### Material provided

- - - -

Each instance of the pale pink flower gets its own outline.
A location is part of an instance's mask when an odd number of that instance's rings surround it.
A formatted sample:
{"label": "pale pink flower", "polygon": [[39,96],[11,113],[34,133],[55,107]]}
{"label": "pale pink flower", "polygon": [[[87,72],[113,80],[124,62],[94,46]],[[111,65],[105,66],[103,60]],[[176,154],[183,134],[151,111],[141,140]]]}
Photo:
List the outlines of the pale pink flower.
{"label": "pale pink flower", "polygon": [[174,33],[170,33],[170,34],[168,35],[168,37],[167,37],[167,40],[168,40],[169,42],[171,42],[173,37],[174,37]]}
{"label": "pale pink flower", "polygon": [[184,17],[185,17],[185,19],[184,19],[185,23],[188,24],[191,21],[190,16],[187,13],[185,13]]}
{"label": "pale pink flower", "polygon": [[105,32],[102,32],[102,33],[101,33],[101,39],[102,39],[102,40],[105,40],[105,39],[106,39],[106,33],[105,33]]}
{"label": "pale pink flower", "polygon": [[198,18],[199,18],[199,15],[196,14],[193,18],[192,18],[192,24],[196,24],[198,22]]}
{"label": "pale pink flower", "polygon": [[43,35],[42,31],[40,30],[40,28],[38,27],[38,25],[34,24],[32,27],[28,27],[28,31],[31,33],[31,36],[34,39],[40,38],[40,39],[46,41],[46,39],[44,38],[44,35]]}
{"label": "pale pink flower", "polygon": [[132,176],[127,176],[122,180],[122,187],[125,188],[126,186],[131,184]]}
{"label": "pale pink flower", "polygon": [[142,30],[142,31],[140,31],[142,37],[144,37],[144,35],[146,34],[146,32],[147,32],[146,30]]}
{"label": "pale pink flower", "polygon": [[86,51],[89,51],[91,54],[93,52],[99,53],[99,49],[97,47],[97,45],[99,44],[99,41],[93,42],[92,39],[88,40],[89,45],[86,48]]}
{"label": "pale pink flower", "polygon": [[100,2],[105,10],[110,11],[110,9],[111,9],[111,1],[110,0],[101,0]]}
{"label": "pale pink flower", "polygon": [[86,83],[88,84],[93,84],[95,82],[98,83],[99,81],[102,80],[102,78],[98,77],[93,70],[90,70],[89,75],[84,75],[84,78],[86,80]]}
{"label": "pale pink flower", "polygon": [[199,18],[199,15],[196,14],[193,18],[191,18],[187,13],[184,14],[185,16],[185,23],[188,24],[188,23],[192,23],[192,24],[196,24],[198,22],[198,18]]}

- - - -

### What is expected
Copy every line of the records above, character for character, with no changes.

### Completed task
Each instance of the pale pink flower gets its own outline.
A location is part of an instance's mask when an odd number of that instance's rings surround it.
A formatted sample:
{"label": "pale pink flower", "polygon": [[39,96],[11,113],[34,133],[55,107]]}
{"label": "pale pink flower", "polygon": [[[87,72],[113,80],[124,62],[94,46]],[[111,65],[105,66],[103,60]],[[176,154],[183,134],[151,111],[141,140]]]}
Photo:
List the outlines of the pale pink flower.
{"label": "pale pink flower", "polygon": [[174,33],[170,33],[170,34],[168,35],[168,37],[167,37],[167,40],[168,40],[169,42],[171,42],[173,37],[174,37]]}
{"label": "pale pink flower", "polygon": [[184,17],[185,17],[185,19],[184,19],[185,23],[188,24],[191,21],[190,16],[187,13],[185,13]]}
{"label": "pale pink flower", "polygon": [[105,32],[102,32],[102,33],[101,33],[101,39],[102,39],[102,40],[105,40],[105,39],[106,39],[106,33],[105,33]]}
{"label": "pale pink flower", "polygon": [[198,18],[199,18],[199,15],[196,14],[193,18],[192,18],[192,24],[196,24],[198,22]]}
{"label": "pale pink flower", "polygon": [[43,35],[42,31],[40,30],[40,28],[38,27],[38,25],[34,24],[32,27],[28,27],[28,31],[31,33],[31,36],[34,39],[40,38],[40,39],[46,41],[46,39],[44,38],[44,35]]}
{"label": "pale pink flower", "polygon": [[132,176],[127,176],[122,180],[122,187],[125,188],[126,186],[131,184]]}
{"label": "pale pink flower", "polygon": [[142,30],[142,31],[140,31],[142,37],[144,37],[144,35],[146,34],[146,32],[147,32],[146,30]]}
{"label": "pale pink flower", "polygon": [[86,51],[89,51],[91,54],[93,52],[99,53],[99,49],[97,47],[97,45],[99,44],[99,41],[93,42],[92,39],[88,40],[89,45],[86,48]]}
{"label": "pale pink flower", "polygon": [[100,2],[105,10],[110,11],[110,9],[111,9],[111,1],[110,0],[101,0]]}
{"label": "pale pink flower", "polygon": [[86,83],[88,84],[93,84],[95,82],[98,83],[99,81],[102,80],[102,78],[98,77],[93,70],[90,70],[89,75],[84,75],[84,78],[86,80]]}
{"label": "pale pink flower", "polygon": [[199,18],[199,15],[196,14],[193,18],[191,18],[187,13],[184,14],[185,16],[185,23],[188,24],[188,23],[192,23],[192,24],[196,24],[198,22],[198,18]]}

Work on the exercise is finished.